- [TUJUAN]
Terjemahkan kalimat ini dari dokumen tentang kebijakan monokultural ke dalam bahasa Inggris: "Menurut Suharno, kebijakan yang menonjolkan politik monokultural ditujukan untuk menjaga stabilitas dan integrasi sosial."

- [DOKUMEN]
↓↓↓

Indonesia sebagai negara multikultural acapkali meniscayakan ruang koeksistensi yang memberikan rekognisi bagi berbagai identitas pembentuk multikulturalitas. Sejumlah fakta menunjukkan banyak kebijakan negara semenjak pemerintahan kolonial hingga pemerintahan orde baru menonjolkan politik monokultural.
Hal tersebut dikemukakan oleh Suharno, M.Si., staf pengajar pada Fakultas Ilmu Sosial Universitas Negeri Yogyakarta (UNY) saat ujian terbuka Program Doktor Ilmu Administrasi Negara FISIPOL UGM, Kamis (14/4) di Gedung Pascasarjana Fisipol UGM.
Menurut Suharno, kebijakan yang menonjolkan politik monokultural ditujukan untuk menjaga stabilitas dan integrasi sosial. Kebijakan tersebut, selain mempersempit ruang koeskistensi antar elemen multikultural turut menambah potensi alamiah konflik dengan bobot politis. “Apalagi kebijakan monokultural tersebut diinstrumentasikan dengan sentralisme dan otoritarianisme,” paparnya.
Perpaduan antara kebijakan monokultural yang mengandung misrekognisi denga ketidakmampuan negara dalam mengawal kebijakan tersebut, kata Suharno, merupakan variable penting dalam berbagai konflik multikultural/multientik seperti yang terjadi di Kalimantan salah satunya Sampit.
Dalam penelitian yang dilakukan oleh Suharno di Sampit, Kotawaringin Timurmemperlihatkan bahwa prinsip-prinsip rekognisi telah terkonstruksi dalam Perda Kotawaringin Timur No. 5 Tahun 2004 denagn mengakui hak dan kedudukan setiap pihak yang berkonflik.
Disebutkan pria kelahiran Semarang, 17 April 1968 ini, etnik Madura sebagai etnis minoritas dan kurang diuntungkan serta diakui haknya sebagai warga negara untuk kembali tinggal di Sampit sepanjang menaati hukum yang berlaku. Disamping itu juga etnik Madura juga harus bersedia ikut menjunjung falsafah belom bahadat atau ‘dimana bumi dipijak disana langit dijunjung’. “Etnik Dayak diakui sebagai etnis asli yang mewajibkan setiap pendatang utuk menghormati dan menjunjung adat istiadat tersebut sepanjang menyangkut massalah sosial kemasyarakatan, bukan ritual keagamaan,” jelasnya.

↑↑↑

- [DATA YANG DIBERIKAN]
↓↓↓

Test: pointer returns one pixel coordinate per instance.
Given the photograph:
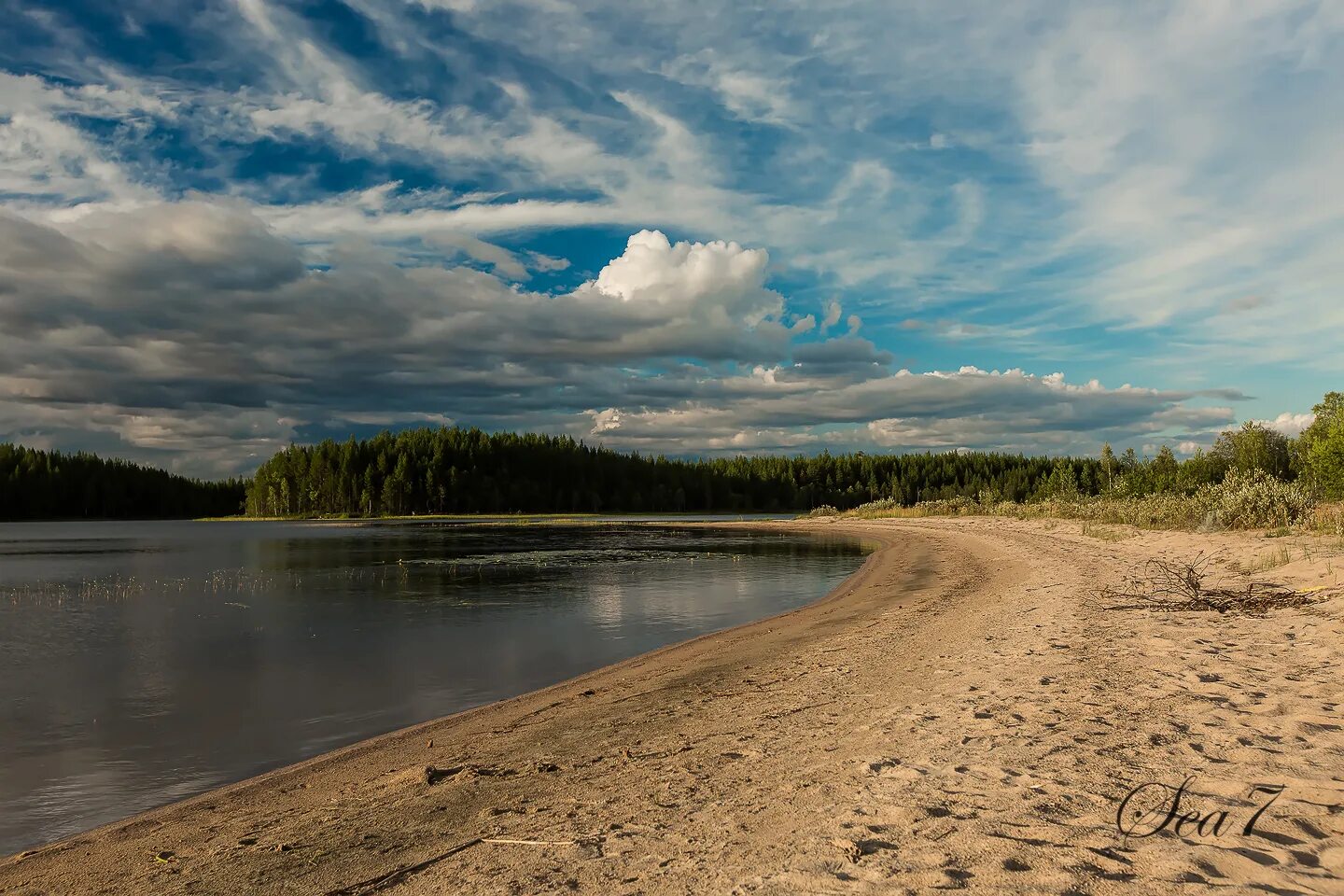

↑↑↑

- [JAWABAN TUGAS]
According to Suharno, policies that emphasize monocultural politics are intended to maintain stability and social integration.